Satu baris satu chunk.

Kenapa JSONL?

mudah di-stream;
mudah di-index;
mudah di-import ke vector database;
mudah di-diff per line;
cocok untuk batch processing.

11.2 Chunking Rule

Chunk knowledge tidak boleh terlalu besar.

Bad:

Satu note panjang 10.000 kata tentang seluruh arsitektur.

Good:

Satu concept chunk untuk Context Compiler.
Satu relationship chunk untuk Context Compiler -> Prompt Bundle.
Satu invariant chunk untuk Context Compiler safety rules.

11.3 Retrieval Metadata

Untuk semantic search, metadata sangat penting:

{
  "kind": "invariant",
  "concept": "Context Compiler",
  "sourceType": "generated_from_code",
  "confidence": "medium",
  "humanReviewed": false
}

Retrieval layer nanti bisa memilih hanya human-reviewed knowledge untuk high-risk generation.

12. AI Context as Code Artifact

Prompt sering dianggap ephemeral. Dalam sistem ini, prompt bundle harus menjadi artifact.

Kenapa?

Karena saat docs salah, kita perlu tahu:

file apa yang diberikan ke model;
instruksi apa yang dipakai;
constraints apa yang ada;
token budget berapa;
template versi berapa;
model apa yang dipakai;
output apa yang diminta.

12.1 Prompt Bundle File

Contoh:

.aidocs/contexts/quickstart.prompt.md
.aidocs/contexts/quickstart.bundle.json

Prompt markdown untuk manusia:

# Task

Generate a Quickstart page.

# Constraints

- Use only source evidence below.

* [Cuplikan Data]
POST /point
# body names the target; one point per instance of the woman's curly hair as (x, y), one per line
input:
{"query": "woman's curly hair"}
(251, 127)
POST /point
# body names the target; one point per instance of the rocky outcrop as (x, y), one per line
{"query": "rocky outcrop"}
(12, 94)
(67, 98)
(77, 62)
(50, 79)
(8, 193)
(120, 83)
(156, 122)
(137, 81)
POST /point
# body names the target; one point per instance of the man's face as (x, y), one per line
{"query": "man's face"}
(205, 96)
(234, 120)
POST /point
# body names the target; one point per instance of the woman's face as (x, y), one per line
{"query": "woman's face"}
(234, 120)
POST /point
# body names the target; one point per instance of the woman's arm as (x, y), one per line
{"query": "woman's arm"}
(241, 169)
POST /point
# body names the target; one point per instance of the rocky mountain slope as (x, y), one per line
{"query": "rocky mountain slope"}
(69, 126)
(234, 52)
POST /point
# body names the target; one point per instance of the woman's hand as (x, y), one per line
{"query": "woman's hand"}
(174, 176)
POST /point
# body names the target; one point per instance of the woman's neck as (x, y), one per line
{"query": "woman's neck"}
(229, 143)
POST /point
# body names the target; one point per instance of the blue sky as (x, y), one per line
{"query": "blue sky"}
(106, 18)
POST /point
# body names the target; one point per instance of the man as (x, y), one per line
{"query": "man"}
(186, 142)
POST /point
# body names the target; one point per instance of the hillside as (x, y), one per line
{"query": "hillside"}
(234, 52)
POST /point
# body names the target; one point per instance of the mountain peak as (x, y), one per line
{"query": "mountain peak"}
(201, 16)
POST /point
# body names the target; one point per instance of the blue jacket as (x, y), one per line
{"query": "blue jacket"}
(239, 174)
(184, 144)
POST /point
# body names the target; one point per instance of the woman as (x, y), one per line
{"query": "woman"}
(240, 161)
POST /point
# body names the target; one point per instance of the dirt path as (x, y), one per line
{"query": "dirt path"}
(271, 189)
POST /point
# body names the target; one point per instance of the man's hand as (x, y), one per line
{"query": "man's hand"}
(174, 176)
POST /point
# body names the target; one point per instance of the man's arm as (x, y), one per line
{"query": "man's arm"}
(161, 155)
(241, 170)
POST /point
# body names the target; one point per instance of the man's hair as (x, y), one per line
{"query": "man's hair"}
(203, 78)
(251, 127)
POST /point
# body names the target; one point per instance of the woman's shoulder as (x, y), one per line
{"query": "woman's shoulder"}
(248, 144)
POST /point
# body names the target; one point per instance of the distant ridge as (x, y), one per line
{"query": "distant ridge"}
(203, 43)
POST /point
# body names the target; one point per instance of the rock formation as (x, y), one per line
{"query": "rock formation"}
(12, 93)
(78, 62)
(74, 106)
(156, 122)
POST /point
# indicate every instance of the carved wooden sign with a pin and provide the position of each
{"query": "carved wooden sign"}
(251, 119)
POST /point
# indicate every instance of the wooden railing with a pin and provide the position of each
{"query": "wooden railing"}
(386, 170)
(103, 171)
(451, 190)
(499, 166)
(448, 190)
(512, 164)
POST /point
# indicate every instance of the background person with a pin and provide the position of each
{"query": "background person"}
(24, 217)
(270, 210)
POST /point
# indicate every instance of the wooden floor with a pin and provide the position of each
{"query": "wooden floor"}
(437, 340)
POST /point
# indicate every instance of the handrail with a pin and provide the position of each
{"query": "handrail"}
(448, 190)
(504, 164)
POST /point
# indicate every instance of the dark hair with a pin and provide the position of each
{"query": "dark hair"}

* [Soal yang Dikerjakan]
A – Jawab pertanyaan berikut berdasarkan teks bacaan:
(i) Apa contoh "Bad" untuk chunk knowledge?
(ii) Apa nilai "sourceType" pada contoh metadata?
(iii) Apa nama dua file yang menjadi contoh prompt bundle?
B – Tulis lanjutan teks bacaan, dimulai setelah baris terakhirnya.

* [Hasil yang Diharapkan]
A –
(i) Satu note panjang 10.000 kata tentang seluruh arsitektur.
(ii) generated_from_code
(iii) .aidocs/contexts/quickstart.prompt.md dan .aidocs/contexts/quickstart.bundle.json

B –
- Do not invent commands.
- If behavior is unclear, say it is not documented in the source.

# Repository Tree

...

# Source Files

...

Bundle JSON untuk mesin:

{
  "task": "generate_page",
  "pageId": "quickstart",
  "includedFiles": ["README.md", "package.json"],
  "tokenEstimate": 12400,
  "templateVersion": "tutorial-page@1.0.0"
}

12.2 Prompt Diff

Jika generation berubah, prompt diff harus bisa diperiksa.

git diff .aidocs/contexts/quickstart.prompt.md

Ini membantu menjawab:

Apakah output berubah karena source berubah, template berubah, atau model berubah?

13. Reviewability

Reviewability adalah kemampuan untuk memeriksa perubahan secara rasional.

AI-generated docs harus reviewable di beberapa level:

docs plan;
context bundle;
generated MDX;
verification report;
knowledge notes;
navigation config.

13.1 Bad Review Experience

AI generated 47 files. Please review.

Itu hampir tidak mungkin direview.

13.2 Good Review Experience

Generated 3 pages from changed API contract:
- docs/api/users.mdx
- docs/guides/user-management.mdx
- docs/troubleshooting/user-errors.mdx

Verification:
- 0 errors
- 3 warnings

Human attention needed:
- Authentication section changed because OpenAPI security scheme changed.
- Example response changed because schema changed.

Review harus fokus pada semantic change.

14. Ownership Model

Docs dan knowledge perlu ownership.

Contoh mapping:

owners:
  docs/api/**:
    - api-platform-team
  docs/guides/authentication.mdx:
    - identity-team
  knowledge/logseq/pages/Authentication*.md:
    - identity-team

Ownership bisa berasal dari:

config;
CODEOWNERS;
file path;
module ownership;
API ownership;
service catalog.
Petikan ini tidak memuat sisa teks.